• Exercise aim: Locate every line of the data below that contains the word "grass", treating uppercase and lowercase as distinct, and copy each of those lines.

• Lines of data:

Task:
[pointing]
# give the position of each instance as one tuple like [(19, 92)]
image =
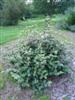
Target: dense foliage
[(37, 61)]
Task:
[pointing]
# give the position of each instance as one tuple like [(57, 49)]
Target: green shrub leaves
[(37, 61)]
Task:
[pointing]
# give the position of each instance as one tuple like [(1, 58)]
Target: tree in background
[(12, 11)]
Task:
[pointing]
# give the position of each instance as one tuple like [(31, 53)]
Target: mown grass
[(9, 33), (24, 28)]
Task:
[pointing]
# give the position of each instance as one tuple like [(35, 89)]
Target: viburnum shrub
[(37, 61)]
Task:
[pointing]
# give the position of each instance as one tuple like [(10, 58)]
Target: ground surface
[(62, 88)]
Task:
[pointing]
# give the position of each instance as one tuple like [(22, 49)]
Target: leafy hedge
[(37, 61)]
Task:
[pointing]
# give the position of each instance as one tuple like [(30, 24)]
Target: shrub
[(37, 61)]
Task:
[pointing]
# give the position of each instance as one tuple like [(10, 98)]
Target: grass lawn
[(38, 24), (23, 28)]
---
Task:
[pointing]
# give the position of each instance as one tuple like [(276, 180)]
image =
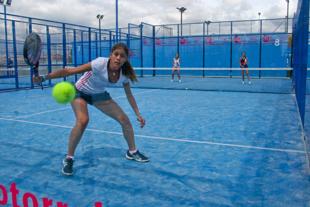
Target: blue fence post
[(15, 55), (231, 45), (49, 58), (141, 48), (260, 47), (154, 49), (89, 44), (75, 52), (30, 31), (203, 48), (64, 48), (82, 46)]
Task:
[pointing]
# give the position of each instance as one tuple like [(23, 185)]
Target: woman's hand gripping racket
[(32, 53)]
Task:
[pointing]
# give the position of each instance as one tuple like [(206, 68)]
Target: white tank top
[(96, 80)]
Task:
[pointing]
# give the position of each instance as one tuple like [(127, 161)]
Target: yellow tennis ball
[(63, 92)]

• Answer for this exercise:
Target: mown grass
Target: grass lawn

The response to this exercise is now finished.